Items stored from a collection
_ _ _ _ _ _ _

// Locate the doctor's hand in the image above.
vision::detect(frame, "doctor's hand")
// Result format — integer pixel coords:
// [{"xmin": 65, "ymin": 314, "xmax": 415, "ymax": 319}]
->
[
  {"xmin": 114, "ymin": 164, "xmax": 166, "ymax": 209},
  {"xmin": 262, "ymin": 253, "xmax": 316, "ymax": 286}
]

_ _ _ _ _ _ _

◆ **Your objective**
Please return every line of the records above that contains the string "hand", matching case exactly.

◆ **Full answer**
// Locate the doctor's hand in the image above.
vision::detect(frame, "doctor's hand")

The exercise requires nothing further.